** Begin Data lines **

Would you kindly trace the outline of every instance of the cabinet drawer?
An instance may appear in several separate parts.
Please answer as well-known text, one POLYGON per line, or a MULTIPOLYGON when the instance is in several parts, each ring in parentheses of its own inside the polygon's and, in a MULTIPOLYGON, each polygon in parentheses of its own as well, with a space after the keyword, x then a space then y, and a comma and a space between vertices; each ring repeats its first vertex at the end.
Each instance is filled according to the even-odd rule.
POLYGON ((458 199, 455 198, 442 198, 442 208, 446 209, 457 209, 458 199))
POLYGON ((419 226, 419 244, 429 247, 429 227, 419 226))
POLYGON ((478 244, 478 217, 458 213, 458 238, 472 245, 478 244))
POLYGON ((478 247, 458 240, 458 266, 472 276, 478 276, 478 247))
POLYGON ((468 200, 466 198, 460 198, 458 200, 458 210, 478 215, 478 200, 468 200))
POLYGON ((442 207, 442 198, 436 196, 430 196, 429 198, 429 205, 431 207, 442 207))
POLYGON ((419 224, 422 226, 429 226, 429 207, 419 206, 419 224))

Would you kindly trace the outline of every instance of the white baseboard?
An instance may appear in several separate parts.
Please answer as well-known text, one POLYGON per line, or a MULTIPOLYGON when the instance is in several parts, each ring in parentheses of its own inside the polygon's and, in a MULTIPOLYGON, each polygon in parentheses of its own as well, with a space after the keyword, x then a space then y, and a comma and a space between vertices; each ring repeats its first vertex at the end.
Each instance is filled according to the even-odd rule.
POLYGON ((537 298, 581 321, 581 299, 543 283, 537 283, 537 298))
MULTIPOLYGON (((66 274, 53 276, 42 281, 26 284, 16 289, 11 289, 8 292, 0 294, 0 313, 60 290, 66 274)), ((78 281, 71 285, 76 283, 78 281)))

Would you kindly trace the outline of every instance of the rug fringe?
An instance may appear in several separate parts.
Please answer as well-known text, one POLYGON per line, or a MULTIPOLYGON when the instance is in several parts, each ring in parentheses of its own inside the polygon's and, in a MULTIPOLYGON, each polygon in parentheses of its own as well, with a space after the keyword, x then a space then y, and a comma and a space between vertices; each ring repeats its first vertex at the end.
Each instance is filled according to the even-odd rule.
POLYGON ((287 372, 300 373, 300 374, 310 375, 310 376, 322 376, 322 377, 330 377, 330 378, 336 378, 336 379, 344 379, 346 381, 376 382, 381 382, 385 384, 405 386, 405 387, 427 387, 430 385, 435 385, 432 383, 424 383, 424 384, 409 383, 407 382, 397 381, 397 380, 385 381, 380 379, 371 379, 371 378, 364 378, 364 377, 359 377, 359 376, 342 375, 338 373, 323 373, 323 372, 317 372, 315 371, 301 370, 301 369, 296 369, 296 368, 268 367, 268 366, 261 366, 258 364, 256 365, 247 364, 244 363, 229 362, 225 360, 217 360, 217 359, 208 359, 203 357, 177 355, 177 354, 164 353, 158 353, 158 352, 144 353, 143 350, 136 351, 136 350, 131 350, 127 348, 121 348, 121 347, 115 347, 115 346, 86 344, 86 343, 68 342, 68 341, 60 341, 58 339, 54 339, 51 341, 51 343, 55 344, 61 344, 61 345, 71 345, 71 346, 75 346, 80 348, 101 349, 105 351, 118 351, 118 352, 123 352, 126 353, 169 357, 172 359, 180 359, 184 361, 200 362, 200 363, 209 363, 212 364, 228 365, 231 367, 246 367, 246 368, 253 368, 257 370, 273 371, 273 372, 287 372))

** End Data lines **

### Aim
Rewrite all of the material above with every "even-odd" changed to "nonzero", keeping everything else the same.

### Answer below
Would you kindly trace the outline of every instance of the cabinet drawer?
An instance may appear in several separate parts.
Please answer as well-known text, one POLYGON per line, or a MULTIPOLYGON when the instance is in several parts, each ring in parentheses of its own inside the polygon's and, in a MULTIPOLYGON, each polygon in parentheses of its own as well, with a space after the keyword, x then a space then y, and a comma and a space between vertices; each ring repeats its first vertex at the end.
Each instance is filled according to the nonzero rule.
POLYGON ((458 199, 455 198, 442 198, 442 208, 446 209, 457 209, 458 199))
POLYGON ((419 226, 419 244, 429 247, 429 227, 419 226))
POLYGON ((478 244, 478 217, 458 213, 458 238, 472 245, 478 244))
POLYGON ((478 247, 458 240, 458 266, 472 276, 478 276, 478 247))
POLYGON ((468 200, 466 198, 460 198, 458 200, 458 210, 478 215, 478 200, 468 200))
POLYGON ((442 207, 442 198, 436 196, 430 196, 429 198, 429 205, 431 207, 442 207))
POLYGON ((419 224, 422 226, 429 226, 429 207, 419 206, 419 224))

Would you kindly trace the outline of every instance of the white baseboard?
An instance may appear in several separate parts.
Please answer as well-known text, one POLYGON per line, or a MULTIPOLYGON when the instance is in several parts, each ring in parentheses of its own inside the polygon's and, in a MULTIPOLYGON, each polygon in parentheses of its own as well, with a space after the keyword, x then a space then y, and a comma and a space between vertices; each ring repeats its first vertex at the end.
Each instance is filled according to the nonzero rule.
POLYGON ((537 298, 581 321, 581 299, 543 283, 537 283, 537 298))
MULTIPOLYGON (((66 274, 53 276, 42 281, 26 284, 16 289, 11 289, 8 292, 0 294, 0 313, 60 290, 66 274)), ((78 281, 71 285, 76 283, 78 281)))

Would you kindly trace the outline of every instance of the rug fringe?
An instance may appear in several separate parts.
Please answer as well-known text, one POLYGON per line, or a MULTIPOLYGON when the instance is in several parts, each ring in parentheses of its own inside the polygon's and, in a MULTIPOLYGON, each polygon in parentheses of its own as well, with a space after the keyword, x then a space then y, and a comma and a space between vertices; each ring repeats its first vertex at the end.
Each instance is filled according to the nonzero rule.
POLYGON ((287 372, 300 373, 300 374, 310 375, 310 376, 322 376, 322 377, 330 377, 330 378, 336 378, 336 379, 344 379, 346 381, 376 382, 381 382, 385 384, 405 386, 405 387, 427 387, 430 385, 435 385, 432 383, 424 383, 424 384, 409 383, 407 382, 397 381, 397 380, 385 381, 380 379, 371 379, 371 378, 364 378, 364 377, 359 377, 359 376, 342 375, 338 373, 323 373, 323 372, 317 372, 315 371, 301 370, 301 369, 296 369, 296 368, 268 367, 268 366, 261 366, 258 364, 256 365, 247 364, 244 363, 229 362, 225 360, 217 360, 217 359, 208 359, 203 357, 177 355, 177 354, 164 353, 158 353, 158 352, 144 353, 143 350, 136 351, 136 350, 131 350, 127 348, 121 348, 121 347, 115 347, 115 346, 86 344, 86 343, 68 342, 68 341, 60 341, 58 339, 54 339, 51 341, 51 343, 55 344, 61 344, 61 345, 71 345, 71 346, 75 346, 80 348, 101 349, 105 351, 118 351, 118 352, 123 352, 126 353, 169 357, 172 359, 180 359, 184 361, 200 362, 200 363, 209 363, 212 364, 228 365, 231 367, 246 367, 246 368, 253 368, 257 370, 273 371, 273 372, 287 372))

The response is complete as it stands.